*Aim of the task:*
In the immigration history text below, copy the span that begins at the words "Ellis Island opened" and stops after "(May 5, 1892)", with no word or mark changed.

*Page text:*
-- -- --
Nishimura Ekiu v. United States (January 18, 1892)
Ellis Island, est. January 1, 1892

Ellis Island opened as an immigrant processing and detention center. By 1954, federal authorities at Ellis Island had inspected nearly 12 million immigrants, mostly Europeans, fewer than 2% of whom were denied entry to the United States. In comparison, inspectors at Angel Island, California’s primary port of entry, denied entry up to 33% of the time to the mostly-Asian immigrants who sought entry between 1910 and 1940. To see a visualization of the number of admissions to the U.S. by region from 1899–1929, click here.
Geary Act (May 5, 1892)
Resistance Story
Chinese immigrants rebelled against the 1892 Geary Act, refusing to apply for the certificates and hiring some of the nation’s top lawyers to challenge its constitutionality. Could Congress really order people imprisoned and sent to hard labor without trial? And, where did the U.S. Constitution give the federal government the power to deport people—that is, banish them—from this country? In the years ahead, the Supreme Court would answer these questions in a set of rulings that left all immigrants with far fewer constitutional protections than the law had afforded them before. Several of these rulings remain precedent today.
-- -- --
*Stored data:*
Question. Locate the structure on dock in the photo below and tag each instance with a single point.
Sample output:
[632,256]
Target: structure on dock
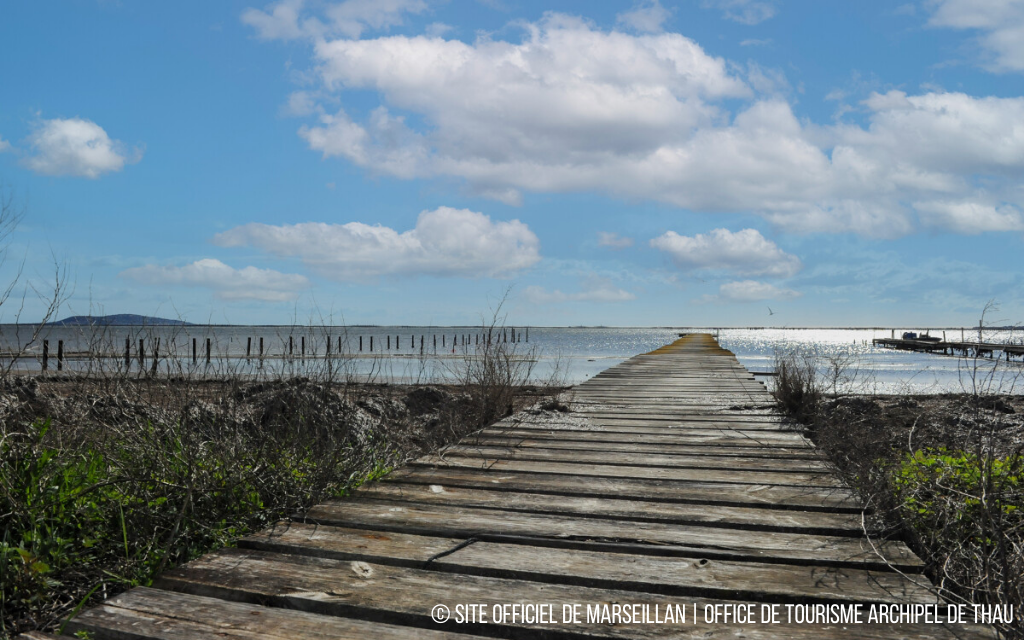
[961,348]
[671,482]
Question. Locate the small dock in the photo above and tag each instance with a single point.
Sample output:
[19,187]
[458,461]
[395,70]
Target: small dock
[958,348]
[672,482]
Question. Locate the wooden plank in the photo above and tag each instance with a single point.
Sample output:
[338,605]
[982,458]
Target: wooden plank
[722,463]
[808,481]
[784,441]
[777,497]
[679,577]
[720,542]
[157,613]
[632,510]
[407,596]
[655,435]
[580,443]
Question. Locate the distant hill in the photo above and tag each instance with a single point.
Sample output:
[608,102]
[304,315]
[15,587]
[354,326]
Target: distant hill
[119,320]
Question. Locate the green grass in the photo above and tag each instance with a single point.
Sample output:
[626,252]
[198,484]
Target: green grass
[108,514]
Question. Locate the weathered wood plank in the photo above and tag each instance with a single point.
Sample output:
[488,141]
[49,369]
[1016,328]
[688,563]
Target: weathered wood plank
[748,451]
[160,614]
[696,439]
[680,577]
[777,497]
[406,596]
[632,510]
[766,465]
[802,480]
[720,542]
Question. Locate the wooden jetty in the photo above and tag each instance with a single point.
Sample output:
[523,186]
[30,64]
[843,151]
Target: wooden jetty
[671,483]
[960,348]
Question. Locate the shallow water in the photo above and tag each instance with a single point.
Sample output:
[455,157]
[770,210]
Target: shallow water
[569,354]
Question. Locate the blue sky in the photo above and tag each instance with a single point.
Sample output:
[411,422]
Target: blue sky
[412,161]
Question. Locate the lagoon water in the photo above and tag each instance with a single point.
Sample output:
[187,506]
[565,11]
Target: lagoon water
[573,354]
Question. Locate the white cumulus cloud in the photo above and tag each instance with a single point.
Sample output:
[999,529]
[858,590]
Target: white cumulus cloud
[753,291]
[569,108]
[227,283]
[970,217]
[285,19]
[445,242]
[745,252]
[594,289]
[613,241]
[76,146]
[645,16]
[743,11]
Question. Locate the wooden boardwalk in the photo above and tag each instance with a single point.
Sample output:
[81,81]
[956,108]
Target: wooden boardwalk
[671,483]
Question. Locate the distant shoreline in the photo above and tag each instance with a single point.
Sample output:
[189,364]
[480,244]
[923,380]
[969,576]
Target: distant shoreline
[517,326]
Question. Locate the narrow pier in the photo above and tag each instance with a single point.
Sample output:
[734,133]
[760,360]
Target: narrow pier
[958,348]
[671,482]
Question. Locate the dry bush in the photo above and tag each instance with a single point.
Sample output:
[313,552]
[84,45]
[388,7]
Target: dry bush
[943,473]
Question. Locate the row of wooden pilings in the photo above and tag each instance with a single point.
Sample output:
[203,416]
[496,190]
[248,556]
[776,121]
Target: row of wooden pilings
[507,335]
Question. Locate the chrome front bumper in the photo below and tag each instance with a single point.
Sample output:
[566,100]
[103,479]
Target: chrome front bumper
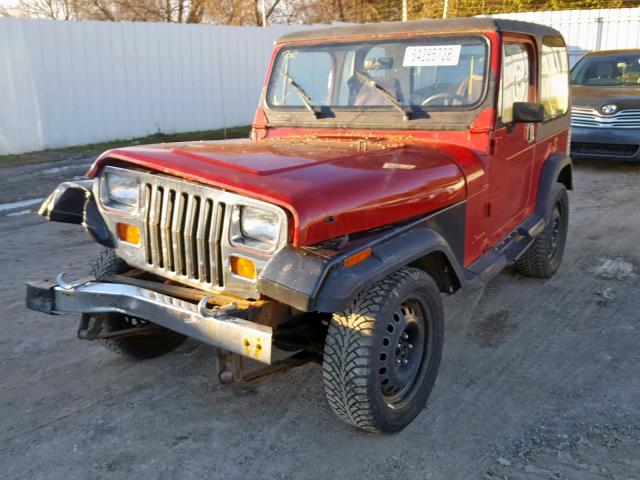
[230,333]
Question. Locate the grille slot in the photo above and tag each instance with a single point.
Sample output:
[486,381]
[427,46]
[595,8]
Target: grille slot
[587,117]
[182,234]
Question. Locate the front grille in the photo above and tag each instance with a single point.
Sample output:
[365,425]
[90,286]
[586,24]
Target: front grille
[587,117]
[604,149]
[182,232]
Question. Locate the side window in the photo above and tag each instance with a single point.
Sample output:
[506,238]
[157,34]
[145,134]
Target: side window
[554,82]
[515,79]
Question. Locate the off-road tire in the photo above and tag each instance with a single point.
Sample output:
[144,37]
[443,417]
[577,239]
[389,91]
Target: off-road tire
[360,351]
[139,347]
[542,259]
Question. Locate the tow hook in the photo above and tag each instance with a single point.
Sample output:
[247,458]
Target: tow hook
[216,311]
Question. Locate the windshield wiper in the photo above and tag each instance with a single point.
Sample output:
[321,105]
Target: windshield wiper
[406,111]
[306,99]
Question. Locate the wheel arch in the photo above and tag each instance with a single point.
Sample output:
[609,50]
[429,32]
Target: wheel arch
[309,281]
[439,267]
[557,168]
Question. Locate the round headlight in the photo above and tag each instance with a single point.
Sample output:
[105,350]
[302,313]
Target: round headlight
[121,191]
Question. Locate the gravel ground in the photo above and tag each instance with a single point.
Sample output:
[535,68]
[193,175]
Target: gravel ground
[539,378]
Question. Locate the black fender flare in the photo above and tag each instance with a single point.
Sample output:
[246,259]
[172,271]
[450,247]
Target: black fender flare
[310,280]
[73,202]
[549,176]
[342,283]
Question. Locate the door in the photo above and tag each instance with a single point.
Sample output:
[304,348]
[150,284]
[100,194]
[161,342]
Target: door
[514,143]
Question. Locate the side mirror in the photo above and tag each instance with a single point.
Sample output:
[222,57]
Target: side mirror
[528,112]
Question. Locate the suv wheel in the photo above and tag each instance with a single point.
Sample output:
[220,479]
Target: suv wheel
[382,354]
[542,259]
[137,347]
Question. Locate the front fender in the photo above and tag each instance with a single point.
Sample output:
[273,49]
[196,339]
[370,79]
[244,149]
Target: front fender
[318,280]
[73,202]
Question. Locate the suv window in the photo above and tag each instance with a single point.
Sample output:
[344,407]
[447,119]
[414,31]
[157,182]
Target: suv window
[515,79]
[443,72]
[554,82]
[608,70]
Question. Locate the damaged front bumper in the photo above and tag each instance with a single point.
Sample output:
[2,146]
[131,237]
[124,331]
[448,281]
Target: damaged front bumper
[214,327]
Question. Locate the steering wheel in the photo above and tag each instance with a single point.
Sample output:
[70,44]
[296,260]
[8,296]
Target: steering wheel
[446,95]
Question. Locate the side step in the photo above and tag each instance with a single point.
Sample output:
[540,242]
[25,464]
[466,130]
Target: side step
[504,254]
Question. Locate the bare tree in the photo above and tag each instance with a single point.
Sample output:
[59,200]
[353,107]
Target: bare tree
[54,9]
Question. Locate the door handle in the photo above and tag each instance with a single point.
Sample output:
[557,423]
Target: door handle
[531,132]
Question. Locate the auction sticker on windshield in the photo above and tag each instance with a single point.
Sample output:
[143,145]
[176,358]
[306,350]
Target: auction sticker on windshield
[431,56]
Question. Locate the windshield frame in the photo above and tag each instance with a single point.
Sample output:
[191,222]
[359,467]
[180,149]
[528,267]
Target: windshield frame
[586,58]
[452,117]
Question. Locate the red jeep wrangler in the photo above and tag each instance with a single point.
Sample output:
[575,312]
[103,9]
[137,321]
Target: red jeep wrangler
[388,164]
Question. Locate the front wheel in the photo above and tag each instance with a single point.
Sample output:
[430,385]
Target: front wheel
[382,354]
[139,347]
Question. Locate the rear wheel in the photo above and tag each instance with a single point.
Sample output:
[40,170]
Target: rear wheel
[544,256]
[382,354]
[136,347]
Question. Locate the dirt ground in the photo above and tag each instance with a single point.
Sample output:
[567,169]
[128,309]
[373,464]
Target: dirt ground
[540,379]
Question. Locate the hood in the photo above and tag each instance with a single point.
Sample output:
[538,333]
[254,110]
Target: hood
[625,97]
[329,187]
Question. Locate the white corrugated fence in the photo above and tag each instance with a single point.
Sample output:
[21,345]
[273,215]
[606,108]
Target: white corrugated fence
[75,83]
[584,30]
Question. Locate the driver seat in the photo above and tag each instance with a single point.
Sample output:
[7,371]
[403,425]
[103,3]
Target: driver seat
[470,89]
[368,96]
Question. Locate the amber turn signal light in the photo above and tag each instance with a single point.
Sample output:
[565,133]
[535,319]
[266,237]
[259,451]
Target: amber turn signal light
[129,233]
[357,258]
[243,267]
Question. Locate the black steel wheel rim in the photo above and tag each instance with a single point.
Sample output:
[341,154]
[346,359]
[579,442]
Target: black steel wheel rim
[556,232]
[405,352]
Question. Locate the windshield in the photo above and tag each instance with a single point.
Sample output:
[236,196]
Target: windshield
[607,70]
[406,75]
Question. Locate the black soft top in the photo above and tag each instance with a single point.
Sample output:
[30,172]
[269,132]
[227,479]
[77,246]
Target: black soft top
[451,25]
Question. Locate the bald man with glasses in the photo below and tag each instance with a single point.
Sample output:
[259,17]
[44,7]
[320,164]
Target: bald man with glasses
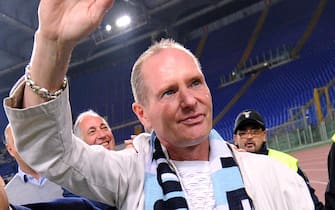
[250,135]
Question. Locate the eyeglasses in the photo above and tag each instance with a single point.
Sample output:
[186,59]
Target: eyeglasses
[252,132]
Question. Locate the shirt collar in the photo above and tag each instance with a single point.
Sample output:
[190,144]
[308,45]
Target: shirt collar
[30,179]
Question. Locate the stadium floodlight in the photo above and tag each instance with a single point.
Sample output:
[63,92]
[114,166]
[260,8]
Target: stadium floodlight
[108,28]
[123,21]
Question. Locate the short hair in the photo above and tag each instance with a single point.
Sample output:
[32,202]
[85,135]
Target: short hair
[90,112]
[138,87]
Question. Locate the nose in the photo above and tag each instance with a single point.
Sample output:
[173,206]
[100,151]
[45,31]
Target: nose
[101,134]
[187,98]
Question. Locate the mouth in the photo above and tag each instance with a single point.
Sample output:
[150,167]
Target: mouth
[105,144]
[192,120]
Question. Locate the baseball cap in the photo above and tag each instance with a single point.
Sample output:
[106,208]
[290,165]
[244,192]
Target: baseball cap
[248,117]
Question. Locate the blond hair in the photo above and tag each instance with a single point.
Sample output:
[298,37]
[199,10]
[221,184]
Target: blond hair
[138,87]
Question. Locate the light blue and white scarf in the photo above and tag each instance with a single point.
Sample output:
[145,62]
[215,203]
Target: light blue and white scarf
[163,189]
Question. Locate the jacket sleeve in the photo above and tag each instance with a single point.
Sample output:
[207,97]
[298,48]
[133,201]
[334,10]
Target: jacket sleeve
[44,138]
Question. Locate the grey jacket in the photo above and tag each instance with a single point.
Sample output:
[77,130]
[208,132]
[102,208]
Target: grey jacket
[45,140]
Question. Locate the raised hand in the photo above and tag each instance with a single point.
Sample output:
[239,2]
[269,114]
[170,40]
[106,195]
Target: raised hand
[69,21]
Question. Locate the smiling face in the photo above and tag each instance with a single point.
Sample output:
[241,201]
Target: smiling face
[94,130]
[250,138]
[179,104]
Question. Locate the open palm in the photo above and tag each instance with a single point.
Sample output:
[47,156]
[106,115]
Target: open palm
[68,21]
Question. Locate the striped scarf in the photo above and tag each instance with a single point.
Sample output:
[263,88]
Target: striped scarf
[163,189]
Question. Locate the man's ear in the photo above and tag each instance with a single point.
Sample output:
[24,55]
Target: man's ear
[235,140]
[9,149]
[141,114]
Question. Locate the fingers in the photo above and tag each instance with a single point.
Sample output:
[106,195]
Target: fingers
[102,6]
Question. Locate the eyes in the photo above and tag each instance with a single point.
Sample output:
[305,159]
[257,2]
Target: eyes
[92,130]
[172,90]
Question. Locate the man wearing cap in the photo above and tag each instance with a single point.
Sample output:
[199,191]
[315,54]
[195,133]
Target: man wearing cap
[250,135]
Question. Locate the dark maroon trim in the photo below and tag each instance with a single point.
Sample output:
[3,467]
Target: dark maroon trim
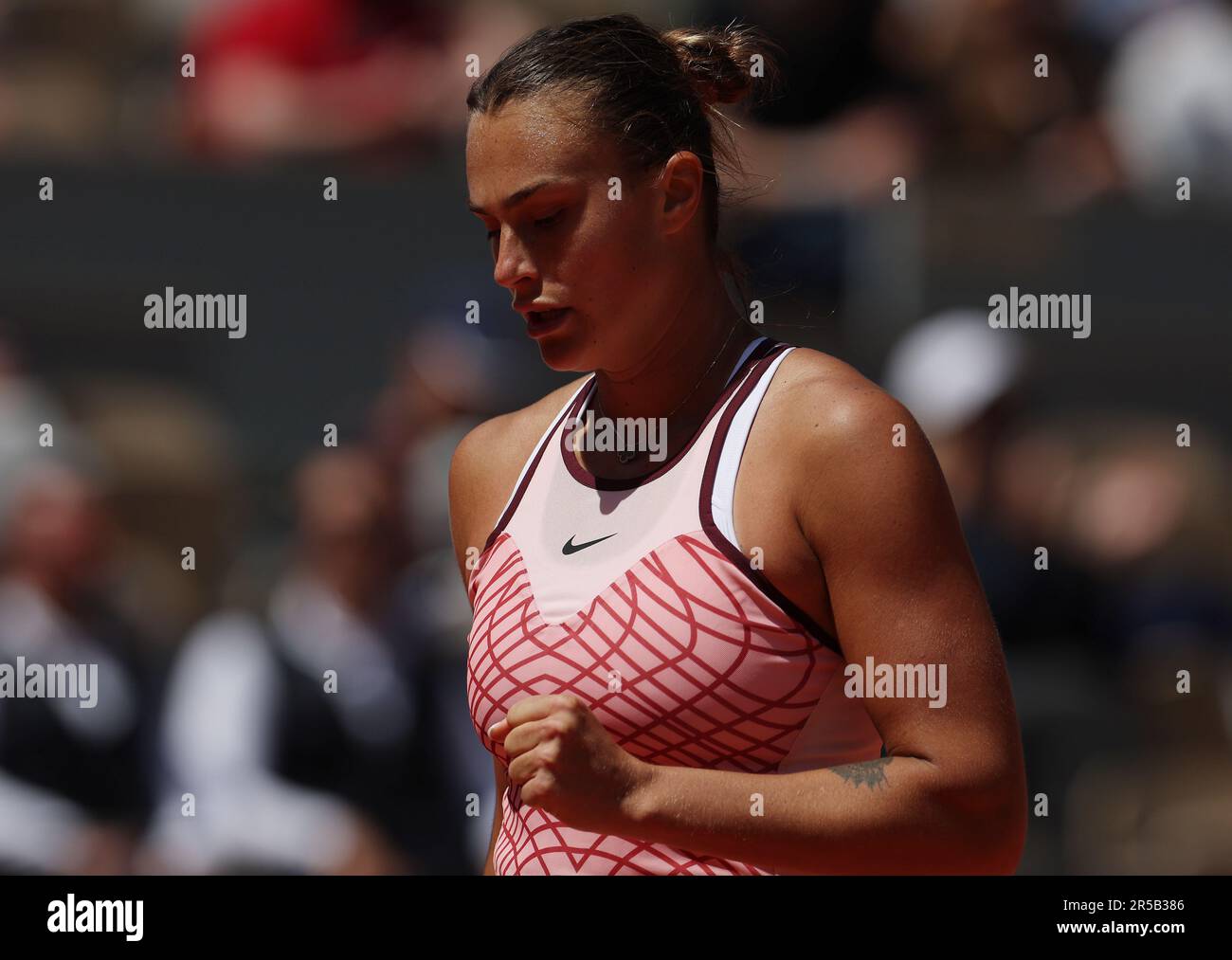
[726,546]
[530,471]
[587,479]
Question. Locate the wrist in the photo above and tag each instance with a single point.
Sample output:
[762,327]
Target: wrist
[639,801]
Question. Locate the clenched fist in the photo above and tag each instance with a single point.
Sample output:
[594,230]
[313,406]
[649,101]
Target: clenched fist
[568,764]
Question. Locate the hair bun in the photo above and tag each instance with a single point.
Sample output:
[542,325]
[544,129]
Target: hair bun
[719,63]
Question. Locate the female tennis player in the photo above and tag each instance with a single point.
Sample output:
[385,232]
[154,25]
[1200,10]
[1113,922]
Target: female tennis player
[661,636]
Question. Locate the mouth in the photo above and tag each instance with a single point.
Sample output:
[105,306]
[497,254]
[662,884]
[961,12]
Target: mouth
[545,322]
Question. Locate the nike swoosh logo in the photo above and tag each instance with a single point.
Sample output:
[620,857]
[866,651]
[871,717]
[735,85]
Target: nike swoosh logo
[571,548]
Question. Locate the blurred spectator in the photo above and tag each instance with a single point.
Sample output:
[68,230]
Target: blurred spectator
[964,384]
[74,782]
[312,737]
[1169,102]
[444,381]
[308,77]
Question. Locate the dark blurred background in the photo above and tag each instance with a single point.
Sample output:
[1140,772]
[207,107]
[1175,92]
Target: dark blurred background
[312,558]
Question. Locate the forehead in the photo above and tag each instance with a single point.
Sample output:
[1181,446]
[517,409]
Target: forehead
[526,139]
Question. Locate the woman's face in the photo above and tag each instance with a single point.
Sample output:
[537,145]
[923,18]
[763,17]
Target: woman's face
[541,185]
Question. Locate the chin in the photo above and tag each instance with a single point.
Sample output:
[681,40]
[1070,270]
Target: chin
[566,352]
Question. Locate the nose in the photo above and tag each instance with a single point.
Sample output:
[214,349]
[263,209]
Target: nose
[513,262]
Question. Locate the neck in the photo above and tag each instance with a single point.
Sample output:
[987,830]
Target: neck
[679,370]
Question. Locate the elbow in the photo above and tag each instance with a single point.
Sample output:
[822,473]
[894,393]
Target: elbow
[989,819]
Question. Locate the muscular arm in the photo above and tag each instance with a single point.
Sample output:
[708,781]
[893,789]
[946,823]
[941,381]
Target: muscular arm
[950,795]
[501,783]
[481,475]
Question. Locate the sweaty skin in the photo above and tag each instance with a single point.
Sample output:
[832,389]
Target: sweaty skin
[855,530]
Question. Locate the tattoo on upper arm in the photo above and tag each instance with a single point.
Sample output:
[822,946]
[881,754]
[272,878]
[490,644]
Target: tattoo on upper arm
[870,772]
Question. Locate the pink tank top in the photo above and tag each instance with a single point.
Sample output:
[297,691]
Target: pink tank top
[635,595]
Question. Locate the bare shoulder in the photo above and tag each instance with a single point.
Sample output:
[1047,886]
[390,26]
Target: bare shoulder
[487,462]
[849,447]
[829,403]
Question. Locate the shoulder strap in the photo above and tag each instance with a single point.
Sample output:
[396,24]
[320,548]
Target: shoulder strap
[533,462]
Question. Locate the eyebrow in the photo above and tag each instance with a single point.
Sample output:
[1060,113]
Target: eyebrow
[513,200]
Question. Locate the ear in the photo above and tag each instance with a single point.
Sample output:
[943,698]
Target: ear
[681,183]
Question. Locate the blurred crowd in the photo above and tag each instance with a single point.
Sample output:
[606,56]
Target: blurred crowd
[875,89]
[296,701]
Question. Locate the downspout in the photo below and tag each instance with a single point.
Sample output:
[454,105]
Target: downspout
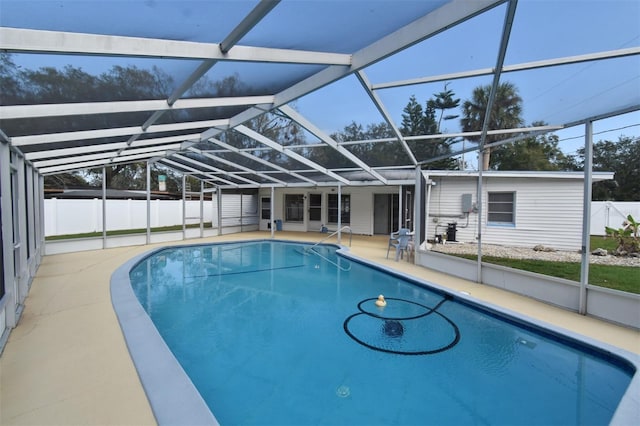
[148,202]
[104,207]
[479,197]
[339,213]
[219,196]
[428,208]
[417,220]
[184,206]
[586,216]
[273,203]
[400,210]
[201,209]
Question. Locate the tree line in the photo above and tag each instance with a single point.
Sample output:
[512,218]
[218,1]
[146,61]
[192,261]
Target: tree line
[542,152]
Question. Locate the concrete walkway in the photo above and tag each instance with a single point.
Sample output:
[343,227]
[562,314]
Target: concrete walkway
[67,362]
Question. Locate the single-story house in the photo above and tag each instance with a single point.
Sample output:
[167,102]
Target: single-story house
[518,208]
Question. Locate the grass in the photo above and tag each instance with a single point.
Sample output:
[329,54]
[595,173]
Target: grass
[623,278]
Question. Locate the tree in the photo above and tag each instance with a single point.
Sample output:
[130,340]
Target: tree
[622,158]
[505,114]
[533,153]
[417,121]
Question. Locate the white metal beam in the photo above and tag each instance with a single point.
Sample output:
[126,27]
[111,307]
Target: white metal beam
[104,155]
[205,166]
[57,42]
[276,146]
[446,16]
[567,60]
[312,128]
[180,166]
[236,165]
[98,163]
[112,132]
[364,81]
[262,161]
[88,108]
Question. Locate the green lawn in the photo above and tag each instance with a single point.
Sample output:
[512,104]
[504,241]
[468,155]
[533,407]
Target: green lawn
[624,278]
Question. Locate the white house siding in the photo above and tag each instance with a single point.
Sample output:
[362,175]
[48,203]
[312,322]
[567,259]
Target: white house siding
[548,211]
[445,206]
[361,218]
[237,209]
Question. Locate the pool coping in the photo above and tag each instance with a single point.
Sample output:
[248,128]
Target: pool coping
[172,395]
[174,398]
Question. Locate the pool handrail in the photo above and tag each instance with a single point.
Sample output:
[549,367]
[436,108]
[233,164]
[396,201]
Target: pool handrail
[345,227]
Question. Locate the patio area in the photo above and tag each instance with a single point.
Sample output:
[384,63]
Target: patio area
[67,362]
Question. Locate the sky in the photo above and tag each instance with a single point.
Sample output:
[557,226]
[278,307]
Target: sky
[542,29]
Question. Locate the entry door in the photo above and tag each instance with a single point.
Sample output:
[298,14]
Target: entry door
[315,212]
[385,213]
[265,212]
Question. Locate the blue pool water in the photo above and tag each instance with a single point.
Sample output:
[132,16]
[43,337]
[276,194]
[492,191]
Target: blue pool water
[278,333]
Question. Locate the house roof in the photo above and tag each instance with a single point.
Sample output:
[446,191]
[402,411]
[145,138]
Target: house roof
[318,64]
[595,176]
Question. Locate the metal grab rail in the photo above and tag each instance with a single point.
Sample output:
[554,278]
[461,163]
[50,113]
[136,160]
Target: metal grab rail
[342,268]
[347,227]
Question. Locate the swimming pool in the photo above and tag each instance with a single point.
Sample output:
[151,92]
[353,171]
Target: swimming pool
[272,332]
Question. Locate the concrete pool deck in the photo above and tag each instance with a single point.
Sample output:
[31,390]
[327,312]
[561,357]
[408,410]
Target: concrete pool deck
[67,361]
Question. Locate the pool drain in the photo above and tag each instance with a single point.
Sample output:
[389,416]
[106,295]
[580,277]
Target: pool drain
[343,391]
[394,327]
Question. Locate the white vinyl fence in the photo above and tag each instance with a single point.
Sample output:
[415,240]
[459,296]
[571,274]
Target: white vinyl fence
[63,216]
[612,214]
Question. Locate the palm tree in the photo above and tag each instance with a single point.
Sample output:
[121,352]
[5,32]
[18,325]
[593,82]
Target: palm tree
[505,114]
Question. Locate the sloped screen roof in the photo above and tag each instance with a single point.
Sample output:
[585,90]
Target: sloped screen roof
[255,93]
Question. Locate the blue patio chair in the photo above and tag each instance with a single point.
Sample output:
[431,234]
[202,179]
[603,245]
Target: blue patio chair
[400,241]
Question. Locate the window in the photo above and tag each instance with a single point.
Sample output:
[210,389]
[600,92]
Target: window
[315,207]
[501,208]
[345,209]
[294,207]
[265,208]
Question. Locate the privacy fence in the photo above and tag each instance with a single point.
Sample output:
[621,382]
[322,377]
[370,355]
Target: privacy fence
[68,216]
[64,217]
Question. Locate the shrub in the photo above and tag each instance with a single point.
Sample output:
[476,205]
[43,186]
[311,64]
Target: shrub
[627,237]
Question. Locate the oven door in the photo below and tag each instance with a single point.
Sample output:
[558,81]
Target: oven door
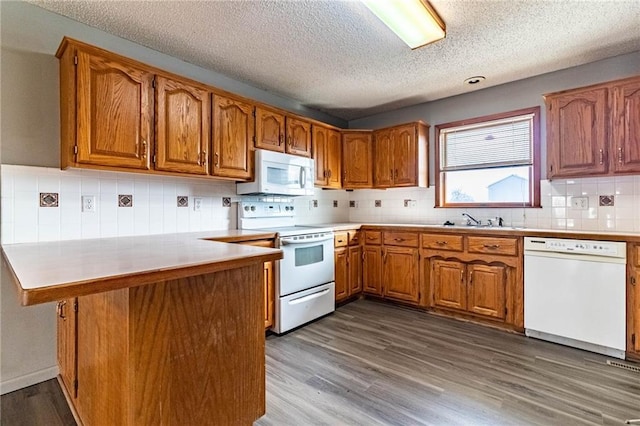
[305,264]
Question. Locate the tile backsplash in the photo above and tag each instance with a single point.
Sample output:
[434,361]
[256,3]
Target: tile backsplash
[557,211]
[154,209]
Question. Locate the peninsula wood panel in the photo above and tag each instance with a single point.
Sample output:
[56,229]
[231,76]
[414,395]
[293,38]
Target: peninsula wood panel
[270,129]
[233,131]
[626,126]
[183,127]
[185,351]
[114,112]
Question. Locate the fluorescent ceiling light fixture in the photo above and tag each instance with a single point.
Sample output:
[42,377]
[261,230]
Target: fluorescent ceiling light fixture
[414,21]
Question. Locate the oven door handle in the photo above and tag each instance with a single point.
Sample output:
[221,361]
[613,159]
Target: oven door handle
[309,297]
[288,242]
-- -- --
*The reply:*
Ellis Island opened as an immigrant processing and detention center. By 1954, federal authorities at Ellis Island had inspected nearly 12 million immigrants, mostly Europeans, fewer than 2% of whom were denied entry to the United States. In comparison, inspectors at Angel Island, California’s primary port of entry, denied entry up to 33% of the time to the mostly-Asian immigrants who sought entry between 1910 and 1940. To see a visualization of the number of admissions to the U.S. by region from 1899–1929, click here.
Geary Act (May 5, 1892)